__TASK__
At the line containing "Where can the player's raised", start repeating the entries exactly, and continue through the last line.

__TASK INPUTS__
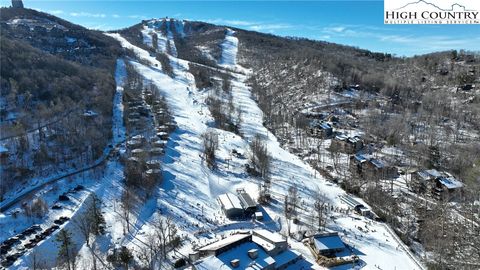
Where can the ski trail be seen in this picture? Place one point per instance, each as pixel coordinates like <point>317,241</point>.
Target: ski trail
<point>378,247</point>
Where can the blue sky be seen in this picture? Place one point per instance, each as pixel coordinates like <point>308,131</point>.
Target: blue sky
<point>356,23</point>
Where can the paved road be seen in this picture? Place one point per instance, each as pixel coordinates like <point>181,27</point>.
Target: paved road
<point>4,206</point>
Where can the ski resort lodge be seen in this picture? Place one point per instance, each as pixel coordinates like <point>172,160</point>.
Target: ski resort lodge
<point>261,249</point>
<point>327,244</point>
<point>237,206</point>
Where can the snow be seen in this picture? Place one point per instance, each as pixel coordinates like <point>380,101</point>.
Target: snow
<point>142,54</point>
<point>108,188</point>
<point>330,242</point>
<point>450,183</point>
<point>225,242</point>
<point>190,188</point>
<point>240,253</point>
<point>230,201</point>
<point>3,149</point>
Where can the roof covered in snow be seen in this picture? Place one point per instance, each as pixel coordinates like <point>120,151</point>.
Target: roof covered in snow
<point>450,183</point>
<point>328,242</point>
<point>225,242</point>
<point>3,149</point>
<point>230,201</point>
<point>240,253</point>
<point>434,173</point>
<point>377,163</point>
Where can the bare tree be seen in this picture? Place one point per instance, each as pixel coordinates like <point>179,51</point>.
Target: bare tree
<point>66,249</point>
<point>210,146</point>
<point>320,208</point>
<point>260,159</point>
<point>127,202</point>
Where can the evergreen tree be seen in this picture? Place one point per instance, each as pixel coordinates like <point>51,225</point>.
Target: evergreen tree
<point>66,249</point>
<point>96,216</point>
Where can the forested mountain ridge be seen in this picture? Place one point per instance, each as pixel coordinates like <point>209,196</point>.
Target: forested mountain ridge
<point>57,89</point>
<point>170,115</point>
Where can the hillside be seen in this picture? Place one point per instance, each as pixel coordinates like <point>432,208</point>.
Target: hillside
<point>57,90</point>
<point>193,122</point>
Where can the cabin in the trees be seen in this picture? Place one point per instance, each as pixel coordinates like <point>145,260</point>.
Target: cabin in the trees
<point>320,129</point>
<point>441,185</point>
<point>371,168</point>
<point>327,244</point>
<point>4,155</point>
<point>347,144</point>
<point>239,206</point>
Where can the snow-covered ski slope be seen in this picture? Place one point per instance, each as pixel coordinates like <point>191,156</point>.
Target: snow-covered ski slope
<point>190,189</point>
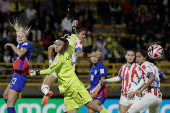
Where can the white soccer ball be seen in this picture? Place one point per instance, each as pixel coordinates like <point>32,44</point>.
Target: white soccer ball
<point>155,52</point>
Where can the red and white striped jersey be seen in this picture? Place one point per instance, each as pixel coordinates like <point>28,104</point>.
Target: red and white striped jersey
<point>129,74</point>
<point>149,68</point>
<point>78,46</point>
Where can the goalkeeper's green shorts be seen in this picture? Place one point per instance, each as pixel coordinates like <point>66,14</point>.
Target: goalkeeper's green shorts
<point>76,96</point>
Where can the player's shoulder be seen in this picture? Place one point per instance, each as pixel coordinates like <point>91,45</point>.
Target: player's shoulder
<point>123,66</point>
<point>24,43</point>
<point>101,64</point>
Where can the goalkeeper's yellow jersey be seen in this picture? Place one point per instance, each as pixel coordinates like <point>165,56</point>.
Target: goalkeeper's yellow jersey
<point>62,65</point>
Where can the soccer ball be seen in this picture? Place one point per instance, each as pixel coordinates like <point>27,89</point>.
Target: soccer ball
<point>155,52</point>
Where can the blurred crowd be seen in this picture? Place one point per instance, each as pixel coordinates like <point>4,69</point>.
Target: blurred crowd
<point>147,22</point>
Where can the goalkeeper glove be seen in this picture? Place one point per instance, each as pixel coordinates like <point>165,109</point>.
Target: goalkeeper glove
<point>34,72</point>
<point>74,25</point>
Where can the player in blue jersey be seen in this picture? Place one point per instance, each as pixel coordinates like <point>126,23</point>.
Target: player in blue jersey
<point>98,91</point>
<point>20,66</point>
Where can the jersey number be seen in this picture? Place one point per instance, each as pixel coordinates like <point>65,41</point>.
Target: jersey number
<point>79,94</point>
<point>14,80</point>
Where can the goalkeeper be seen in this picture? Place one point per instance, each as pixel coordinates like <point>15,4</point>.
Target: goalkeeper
<point>75,94</point>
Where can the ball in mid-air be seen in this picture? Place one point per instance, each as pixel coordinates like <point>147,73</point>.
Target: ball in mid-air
<point>155,52</point>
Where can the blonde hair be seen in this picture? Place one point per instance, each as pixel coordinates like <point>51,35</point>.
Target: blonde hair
<point>19,28</point>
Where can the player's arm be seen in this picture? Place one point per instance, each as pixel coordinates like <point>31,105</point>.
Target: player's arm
<point>135,88</point>
<point>51,48</point>
<point>19,52</point>
<point>114,79</point>
<point>84,54</point>
<point>54,66</point>
<point>150,81</point>
<point>88,87</point>
<point>163,77</point>
<point>99,87</point>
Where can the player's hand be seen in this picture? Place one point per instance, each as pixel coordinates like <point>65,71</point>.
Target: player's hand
<point>138,93</point>
<point>34,72</point>
<point>102,80</point>
<point>12,59</point>
<point>50,62</point>
<point>74,25</point>
<point>92,95</point>
<point>98,53</point>
<point>8,44</point>
<point>131,94</point>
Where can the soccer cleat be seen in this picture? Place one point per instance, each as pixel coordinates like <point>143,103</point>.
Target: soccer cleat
<point>46,97</point>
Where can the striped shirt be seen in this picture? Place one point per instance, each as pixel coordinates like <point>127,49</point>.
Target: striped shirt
<point>129,74</point>
<point>148,69</point>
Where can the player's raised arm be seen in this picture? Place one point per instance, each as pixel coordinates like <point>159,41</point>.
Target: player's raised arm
<point>162,76</point>
<point>114,79</point>
<point>73,36</point>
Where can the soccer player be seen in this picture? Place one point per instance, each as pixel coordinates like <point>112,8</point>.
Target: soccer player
<point>129,73</point>
<point>75,94</point>
<point>50,79</point>
<point>151,95</point>
<point>98,91</point>
<point>20,66</point>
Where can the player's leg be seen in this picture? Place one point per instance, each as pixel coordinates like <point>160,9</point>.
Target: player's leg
<point>50,79</point>
<point>12,98</point>
<point>98,102</point>
<point>92,105</point>
<point>6,92</point>
<point>123,104</point>
<point>45,88</point>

__REPLY TO THE EXERCISE__
Where can the player's raised arm be seen in this picture? Place one point per instance, each as pixel coordinates like <point>159,41</point>.
Target: player's raised arm
<point>162,76</point>
<point>114,79</point>
<point>73,36</point>
Where can the soccer player be seen in this picture? Place one point per instance, each as pixel coordinates like <point>112,8</point>.
Target: soccer player
<point>129,73</point>
<point>75,94</point>
<point>50,79</point>
<point>151,95</point>
<point>98,91</point>
<point>20,66</point>
Where can the player's leg be seen in this picture? Place one point per instance, each as pixel coordinates like <point>160,9</point>.
Target: player's leg
<point>50,79</point>
<point>12,98</point>
<point>98,102</point>
<point>92,105</point>
<point>6,92</point>
<point>123,104</point>
<point>45,88</point>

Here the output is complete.